Every entry should be reproduced precisely, with each picture left out.

Text-to-region grounding data:
╔══
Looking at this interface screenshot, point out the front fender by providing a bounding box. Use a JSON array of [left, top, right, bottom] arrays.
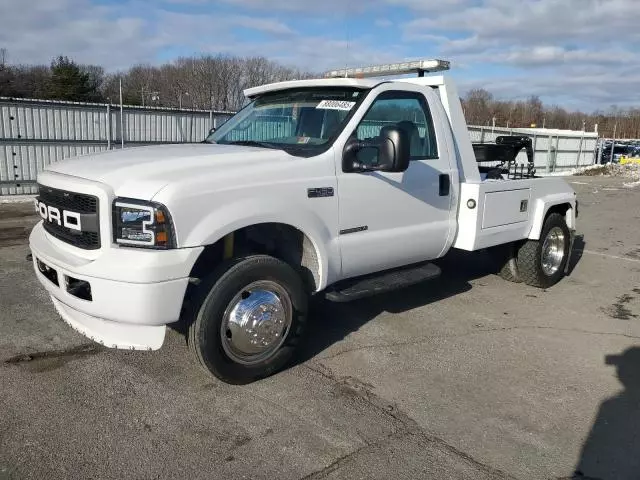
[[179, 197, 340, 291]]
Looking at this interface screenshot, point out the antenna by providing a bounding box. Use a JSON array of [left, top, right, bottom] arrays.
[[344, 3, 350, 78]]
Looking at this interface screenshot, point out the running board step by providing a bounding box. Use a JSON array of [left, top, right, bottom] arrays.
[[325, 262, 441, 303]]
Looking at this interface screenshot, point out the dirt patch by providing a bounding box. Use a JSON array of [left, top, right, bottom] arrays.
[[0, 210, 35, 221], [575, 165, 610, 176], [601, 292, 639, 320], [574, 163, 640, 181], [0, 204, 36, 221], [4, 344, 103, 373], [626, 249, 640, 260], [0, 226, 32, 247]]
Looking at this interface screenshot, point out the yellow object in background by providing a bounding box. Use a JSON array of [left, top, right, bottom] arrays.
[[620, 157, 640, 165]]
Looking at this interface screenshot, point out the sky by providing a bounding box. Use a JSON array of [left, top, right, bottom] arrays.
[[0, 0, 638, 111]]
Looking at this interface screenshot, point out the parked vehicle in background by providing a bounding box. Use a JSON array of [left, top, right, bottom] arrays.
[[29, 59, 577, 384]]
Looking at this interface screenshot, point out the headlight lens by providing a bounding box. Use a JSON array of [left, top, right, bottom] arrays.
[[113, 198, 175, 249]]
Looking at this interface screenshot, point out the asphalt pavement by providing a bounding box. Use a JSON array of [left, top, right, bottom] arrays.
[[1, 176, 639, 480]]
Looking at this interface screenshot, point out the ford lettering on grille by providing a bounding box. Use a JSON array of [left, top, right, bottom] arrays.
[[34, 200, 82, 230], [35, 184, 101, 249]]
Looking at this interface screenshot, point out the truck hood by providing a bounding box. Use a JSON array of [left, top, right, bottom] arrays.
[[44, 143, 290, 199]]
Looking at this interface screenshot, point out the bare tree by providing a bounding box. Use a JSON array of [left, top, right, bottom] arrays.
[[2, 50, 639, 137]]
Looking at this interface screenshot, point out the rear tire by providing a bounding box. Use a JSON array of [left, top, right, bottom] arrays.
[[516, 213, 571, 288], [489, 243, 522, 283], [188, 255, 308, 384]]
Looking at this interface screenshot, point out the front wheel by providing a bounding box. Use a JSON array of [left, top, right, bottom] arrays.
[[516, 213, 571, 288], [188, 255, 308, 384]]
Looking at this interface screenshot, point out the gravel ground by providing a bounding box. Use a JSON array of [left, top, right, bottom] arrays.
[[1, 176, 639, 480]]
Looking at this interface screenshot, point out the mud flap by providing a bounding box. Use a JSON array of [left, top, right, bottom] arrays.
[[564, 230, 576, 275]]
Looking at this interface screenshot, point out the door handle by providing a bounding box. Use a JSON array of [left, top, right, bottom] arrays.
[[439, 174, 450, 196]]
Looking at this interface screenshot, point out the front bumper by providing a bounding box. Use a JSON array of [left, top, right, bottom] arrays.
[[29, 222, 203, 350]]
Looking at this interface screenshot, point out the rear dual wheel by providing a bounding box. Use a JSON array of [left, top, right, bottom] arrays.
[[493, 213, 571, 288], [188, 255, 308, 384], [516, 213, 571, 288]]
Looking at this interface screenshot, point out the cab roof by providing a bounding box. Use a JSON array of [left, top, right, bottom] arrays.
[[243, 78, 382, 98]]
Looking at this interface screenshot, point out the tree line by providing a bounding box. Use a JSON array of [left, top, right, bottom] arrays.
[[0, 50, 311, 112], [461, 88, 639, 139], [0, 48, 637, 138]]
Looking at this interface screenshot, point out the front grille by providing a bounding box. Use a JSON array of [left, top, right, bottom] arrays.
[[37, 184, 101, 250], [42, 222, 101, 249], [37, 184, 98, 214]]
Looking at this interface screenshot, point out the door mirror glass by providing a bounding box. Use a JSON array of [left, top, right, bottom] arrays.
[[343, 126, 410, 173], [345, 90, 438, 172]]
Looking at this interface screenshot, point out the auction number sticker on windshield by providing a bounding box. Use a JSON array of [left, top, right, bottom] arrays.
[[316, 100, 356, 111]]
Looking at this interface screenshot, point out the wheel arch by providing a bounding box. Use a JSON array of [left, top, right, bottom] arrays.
╚══
### RESPONSE BOX
Looking at this interface screenshot, point out the front fender by providing a bounding box. Use a JSON array of [left, top, right, bottom] arrays.
[[179, 197, 340, 291]]
Looking at this interface screenshot, point out the antenna by providing a bounding box. Use a JSON array of [left, top, right, bottom] arrays.
[[344, 3, 350, 78]]
Looking at this interface screenshot, point out the running board step by providing a bounding box. Use a JSON array of [left, top, right, bottom] arrays.
[[325, 262, 441, 303]]
Looking at this interface screenshot, point out the dirt patch by providing a bounding box. Use a JSON array of [left, top, right, bottom] arrays.
[[0, 210, 35, 221], [575, 165, 610, 176], [601, 292, 639, 320], [574, 163, 640, 181], [0, 204, 36, 221], [4, 344, 103, 373], [626, 249, 640, 260], [0, 226, 32, 247]]
Looking at this interface screenshot, point out the yellow object in background by providing a bounding box. Use a JSON array of [left, top, right, bottom] arrays.
[[620, 157, 640, 165]]
Looking at this interface screenshot, point out the sky by providing a bounding box. Use a JSON array of [left, top, right, bottom] arrays.
[[0, 0, 638, 111]]
Looking at this interface screenshot, point out the parked vehicle in background by providing a bounding box. Use a JSON array of [left, top, right, bottom] arrays.
[[29, 59, 577, 384]]
Looking at this interface screenshot, point out the headlight lens by providing a bounding box. Use a JSON array of [left, top, right, bottom] arrays.
[[113, 198, 175, 249]]
Looking at this interface screenshot, point out the asphalt pavement by providing a bounding box. Use a JSON array of [left, top, right, bottom] arrays.
[[1, 176, 639, 480]]
Looking at this interface screenshot, point out the ford lettering on grille by providing a bounding box. Use a JSON array of [left, top, right, bottom] arrays.
[[34, 200, 82, 230], [35, 184, 101, 249]]
Looking at this interface screenshot, point out the truck hood by providing a bounding box. Use a JSON array of [left, top, right, bottom] arrays.
[[44, 143, 290, 199]]
Looking at this interface screenshot, point out the bare tree by providing a bounding box. Use a JSON array of [left, top, right, bottom] arrays.
[[2, 50, 639, 137]]
Looking at this interface screenshot, point out the rear tire by providing a bounding box. Use a JSON array of [left, top, right, bottom] arrays.
[[516, 213, 571, 288], [489, 243, 522, 283], [188, 255, 308, 384]]
Looking at this interface screenshot, point out the front wheel by providing a bounding box. Use a JSON array of [left, top, right, bottom] arrays.
[[516, 213, 571, 288], [188, 255, 308, 384]]
Looking at this interface screenshot, point out the gravel ground by providing a bounding box. Use a JSON array of [left, top, right, bottom] arrays.
[[1, 176, 639, 480]]
Looking at this interface screenshot, point out the mud flap by providing a bounding box. Use a JSON array of [left, top, right, bottom] arrays.
[[564, 230, 576, 275]]
Looking at this interface screenshot, point out the door handle by providing a bounding box. Use a JSON array of [left, top, right, bottom] arrays.
[[439, 174, 450, 196]]
Looking at this interface screenshot, point out the front bumper by providing a bounding box. Use a JSON array of [left, top, right, bottom] arrays.
[[29, 222, 203, 350]]
Looking at this interface screenshot, point out the rear dual wheel by providing a bounding box. Use a JSON array of [left, top, right, bottom] arrays.
[[493, 213, 571, 288], [188, 255, 308, 384], [516, 213, 571, 288]]
Looking at this interface screenshot, point out the cab roof by providing a bounding box. Use a JSON array of [left, top, right, bottom] arrays.
[[243, 78, 382, 98]]
Looking at this interface screenshot, point out the tree line by providing a bounding box. Use a JSON array of [left, top, right, bottom] arrays.
[[0, 50, 311, 112], [461, 88, 639, 139], [0, 48, 637, 138]]
Looking at this interface screenshot, point out the front grille by providing a bounding box. Use a JSON array of [left, top, right, bottom] arrays.
[[37, 184, 101, 250], [42, 222, 101, 249], [37, 184, 98, 214]]
Looking at this interface screenshot, point out the door mirror glass by providing a bounding box. Use a JSON array of [left, top, right, bottom] arrays.
[[343, 126, 410, 173], [345, 90, 438, 172]]
Looking at this interface screenshot, point out the auction number sticker on windshield by providing a bounding box. Use a JSON array of [left, top, right, bottom] arrays.
[[316, 100, 356, 111]]
Looking at this interface screenshot, point out the wheel arch by providing a bounding box. Use a JSON array of [left, top, right, bottom] arrays.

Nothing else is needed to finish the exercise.